Source:

————

Search code examples
databaseperformancemonetdb

How to improve query performance on a single node in MonetDB?


I've installed the latest (MonetDB 5 server v11v.27.5 "Jul2017-SP1") on Windows 2012 Server and I'm trying to query large table 1,4 billion rows in a reasonable time 2-3s.

Is this even possible with MonetDB? What could I do to improve the performance?

Detailed description of what I've done so far:

  1. Created table:

    CREATE TABLE t939ba ( id INT, xa INT, xb INT, ya INT, yb INT, a1 TINYINT, a2 TINYINT, a3 TINYINT, a4 TINYINT, a5 TINYINT, a6 TINYINT, a7 TINYINT, a8 TINYINT, a9 TINYINT);
    
  2. Loaded the data:

    COPY 1450000000 OFFSET 2 RECORDS INTO tbl FROM 'D:\\es_export\\file.csv'
    USING DELIMITERS ',' NULL AS '' LOCKED;
    
  3. Run the query:

    SELECT COUNT(DISTINCT id) FROM tbl WHERE a1=22
    AND xb>=143455 AND yb>=90911 AND xa<=143615 AND ya<=91007
    AND a2 IN (2, 3, 4) AND a3 IN (0, 1, 2, 3, 4) AND a4 IN (0, 1, 2)
    AND a5 IN (-1, 1, 2, 3, 4, 5, 6, 7) AND a6 IN (-1, 11, 12, 13, 14);
    

When I run the query for the 1st time it took (14m 52s), 2nd run of the same query took (3m 23s), 3rd consecutive run of the same query took (14s) and a slightly rearranged query took (3m 11s).


Solution

  • Tomas,

    thanks for the plans and traces. I see that you used the revised query with range predicates instead of IN predicates, and that this query now runs in "a mere" ~39 s (compared to ~15 min) --- either because the range predicates are evaluated more efficiently than the IN predicates, or because, as Martin indicated, a later run of the query benefits from indexes that where automatically built by MonetDB when evaluating the first query, or because of both.

    In any case, running a/each query (-version) more than once is a good idea to see the possible effect of automatically built indexes.

    Further, I see that either you indeed have a 34-core machine, or your machine has "only" 2 GB RAM per core --- not too much given that you have a ~42 GB data set, where each column is ~1.5 GB to ~6 GB in size ...

    Hence, the main reason for the query not running faster than ~39 s might be I/O activity due to "lack" of memory.

    Best,

    Stefan

    ps:
    You can check whether for this specific query, reducing (or even avoiding) multi-core parallelism helps to reduce I/O thrashing:
    Try running your query after disabling MonetDB's "mitosis" optimizer using

    set optimizer='no_mitosis_pipe';
    

    You can re-enable full multi-core parallelism using

    set optimzer='default_pipe';
    

    Best,
    Stefan

————

Provided information:
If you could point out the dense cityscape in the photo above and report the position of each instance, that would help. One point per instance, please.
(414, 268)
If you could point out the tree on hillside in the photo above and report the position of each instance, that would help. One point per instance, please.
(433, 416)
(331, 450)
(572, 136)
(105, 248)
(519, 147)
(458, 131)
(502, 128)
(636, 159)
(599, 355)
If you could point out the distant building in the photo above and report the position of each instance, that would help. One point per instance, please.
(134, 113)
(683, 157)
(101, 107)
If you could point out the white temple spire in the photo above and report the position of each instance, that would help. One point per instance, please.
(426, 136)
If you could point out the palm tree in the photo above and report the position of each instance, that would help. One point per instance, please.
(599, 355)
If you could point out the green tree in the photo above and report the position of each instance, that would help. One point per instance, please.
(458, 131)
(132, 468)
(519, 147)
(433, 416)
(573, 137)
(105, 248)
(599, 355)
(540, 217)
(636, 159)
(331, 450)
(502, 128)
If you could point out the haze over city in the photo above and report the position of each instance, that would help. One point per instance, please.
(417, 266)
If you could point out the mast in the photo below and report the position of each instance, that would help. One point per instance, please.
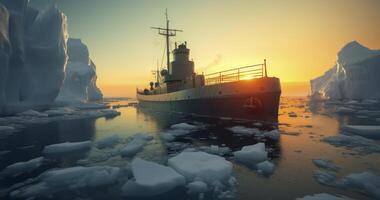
(167, 32)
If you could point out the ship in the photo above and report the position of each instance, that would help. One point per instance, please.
(246, 93)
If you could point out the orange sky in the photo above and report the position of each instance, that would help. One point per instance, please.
(299, 39)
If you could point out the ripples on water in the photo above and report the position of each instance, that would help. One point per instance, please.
(302, 127)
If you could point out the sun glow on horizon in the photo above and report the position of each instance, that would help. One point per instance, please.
(299, 39)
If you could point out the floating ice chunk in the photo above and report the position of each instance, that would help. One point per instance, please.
(325, 178)
(110, 113)
(214, 149)
(273, 134)
(68, 179)
(244, 130)
(326, 164)
(344, 110)
(356, 142)
(60, 111)
(362, 130)
(366, 182)
(22, 167)
(201, 166)
(265, 167)
(135, 145)
(292, 114)
(62, 149)
(197, 187)
(151, 179)
(108, 142)
(252, 154)
(32, 113)
(185, 126)
(323, 196)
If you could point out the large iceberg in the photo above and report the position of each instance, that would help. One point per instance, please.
(80, 75)
(151, 179)
(354, 76)
(32, 55)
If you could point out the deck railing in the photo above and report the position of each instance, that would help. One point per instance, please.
(237, 74)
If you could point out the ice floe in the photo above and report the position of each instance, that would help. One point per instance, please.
(357, 143)
(251, 155)
(323, 196)
(184, 126)
(32, 113)
(325, 164)
(363, 130)
(136, 144)
(241, 130)
(151, 179)
(63, 149)
(344, 110)
(108, 142)
(215, 149)
(22, 167)
(201, 166)
(68, 179)
(365, 182)
(244, 130)
(197, 187)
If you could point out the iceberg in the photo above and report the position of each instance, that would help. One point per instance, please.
(244, 130)
(135, 145)
(62, 149)
(201, 166)
(366, 182)
(323, 196)
(33, 56)
(197, 187)
(355, 75)
(80, 75)
(358, 143)
(326, 164)
(22, 167)
(108, 142)
(251, 155)
(68, 179)
(151, 179)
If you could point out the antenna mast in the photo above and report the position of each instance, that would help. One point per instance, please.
(167, 32)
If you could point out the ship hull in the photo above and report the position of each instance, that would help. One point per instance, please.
(250, 100)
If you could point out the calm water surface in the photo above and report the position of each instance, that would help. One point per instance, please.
(292, 154)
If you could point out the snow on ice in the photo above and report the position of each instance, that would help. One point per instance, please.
(323, 196)
(66, 148)
(357, 143)
(151, 179)
(136, 144)
(325, 164)
(68, 179)
(108, 142)
(201, 166)
(251, 155)
(22, 167)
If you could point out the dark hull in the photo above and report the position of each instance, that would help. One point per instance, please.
(259, 106)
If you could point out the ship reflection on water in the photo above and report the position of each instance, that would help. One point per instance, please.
(292, 154)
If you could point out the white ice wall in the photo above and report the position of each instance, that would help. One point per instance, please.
(356, 75)
(80, 75)
(32, 55)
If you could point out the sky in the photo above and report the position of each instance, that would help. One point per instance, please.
(299, 38)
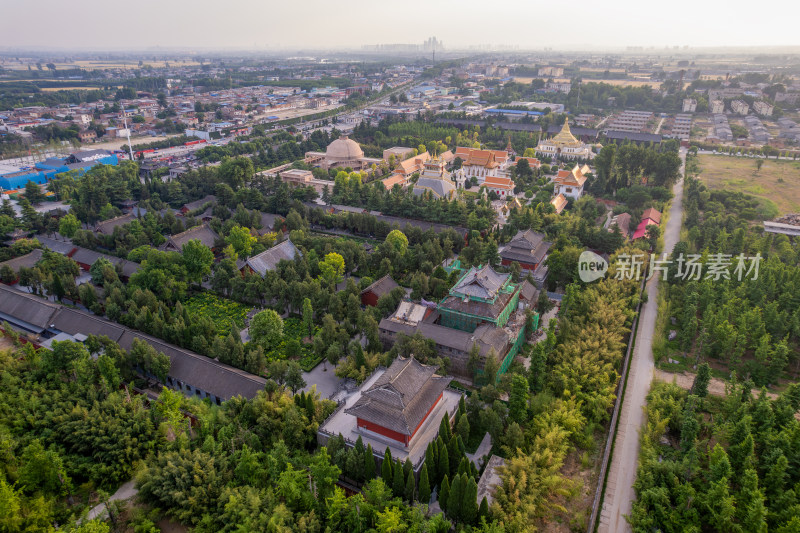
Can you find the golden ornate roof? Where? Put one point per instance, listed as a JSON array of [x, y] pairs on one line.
[[565, 137]]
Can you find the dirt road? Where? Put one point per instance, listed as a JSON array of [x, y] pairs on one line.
[[622, 472]]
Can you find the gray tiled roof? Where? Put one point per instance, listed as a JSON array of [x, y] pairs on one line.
[[73, 321], [401, 397], [269, 259], [477, 307], [631, 136], [528, 291], [485, 336], [106, 227], [88, 257], [61, 247], [197, 204]]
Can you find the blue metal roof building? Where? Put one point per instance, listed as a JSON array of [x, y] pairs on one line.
[[49, 169]]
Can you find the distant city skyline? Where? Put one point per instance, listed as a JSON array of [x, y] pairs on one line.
[[314, 24]]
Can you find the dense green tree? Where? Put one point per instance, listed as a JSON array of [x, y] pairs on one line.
[[424, 484]]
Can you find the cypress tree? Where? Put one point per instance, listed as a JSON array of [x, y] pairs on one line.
[[410, 488], [369, 464], [443, 465], [444, 493], [456, 499], [399, 483], [469, 505], [386, 468], [483, 510], [424, 485]]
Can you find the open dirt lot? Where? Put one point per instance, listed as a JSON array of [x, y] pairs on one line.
[[778, 181]]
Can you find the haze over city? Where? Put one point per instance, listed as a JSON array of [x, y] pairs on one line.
[[320, 24]]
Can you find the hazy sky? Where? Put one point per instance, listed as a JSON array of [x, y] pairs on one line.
[[114, 25]]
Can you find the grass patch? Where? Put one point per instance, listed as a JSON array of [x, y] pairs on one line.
[[776, 184]]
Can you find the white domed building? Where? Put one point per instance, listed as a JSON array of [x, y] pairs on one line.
[[343, 152]]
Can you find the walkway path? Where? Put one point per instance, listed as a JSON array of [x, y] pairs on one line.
[[619, 494]]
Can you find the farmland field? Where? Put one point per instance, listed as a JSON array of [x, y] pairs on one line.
[[776, 184]]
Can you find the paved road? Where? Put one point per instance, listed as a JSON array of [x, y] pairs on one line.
[[622, 473]]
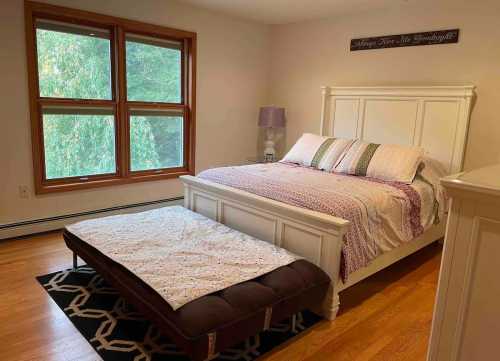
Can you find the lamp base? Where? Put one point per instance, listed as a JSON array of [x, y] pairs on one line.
[[269, 151]]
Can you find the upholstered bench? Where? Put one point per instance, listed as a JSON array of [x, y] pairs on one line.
[[212, 323]]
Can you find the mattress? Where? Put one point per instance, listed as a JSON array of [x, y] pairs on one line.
[[383, 214]]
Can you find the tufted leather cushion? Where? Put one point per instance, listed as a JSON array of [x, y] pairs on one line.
[[228, 316]]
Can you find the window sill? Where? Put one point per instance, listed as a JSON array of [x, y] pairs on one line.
[[66, 186]]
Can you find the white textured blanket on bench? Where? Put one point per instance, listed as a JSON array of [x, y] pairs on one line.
[[182, 255]]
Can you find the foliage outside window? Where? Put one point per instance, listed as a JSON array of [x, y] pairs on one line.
[[112, 99]]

————

Tasks to perform:
**A)** List every query run time that the asker reports in the MonetDB thread, and say which run each one belongs to.
**B)** Reproduce the MonetDB thread word for word from "AND a5 IN (-1, 1, 2, 3, 4, 5, 6, 7)" up to and including "because of both.".

Results of the exercise:
**A)**
- First run: 14m 52s
- Second run of the same query: 3m 23s
- Third consecutive run of the same query: 14s
- Slightly rearranged query: 3m 11s

**B)**
AND a5 IN (-1, 1, 2, 3, 4, 5, 6, 7) AND a6 IN (-1, 11, 12, 13, 14);
    

When I run the query for the 1st time it took (14m 52s), 2nd run of the same query took (3m 23s), 3rd consecutive run of the same query took (14s) and a slightly rearranged query took (3m 11s).


Solution

  • Tomas,

    thanks for the plans and traces. I see that you used the revised query with range predicates instead of IN predicates, and that this query now runs in "a mere" ~39 s (compared to ~15 min) --- either because the range predicates are evaluated more efficiently than the IN predicates, or because, as Martin indicated, a later run of the query benefits from indexes that where automatically built by MonetDB when evaluating the first query, or because of both.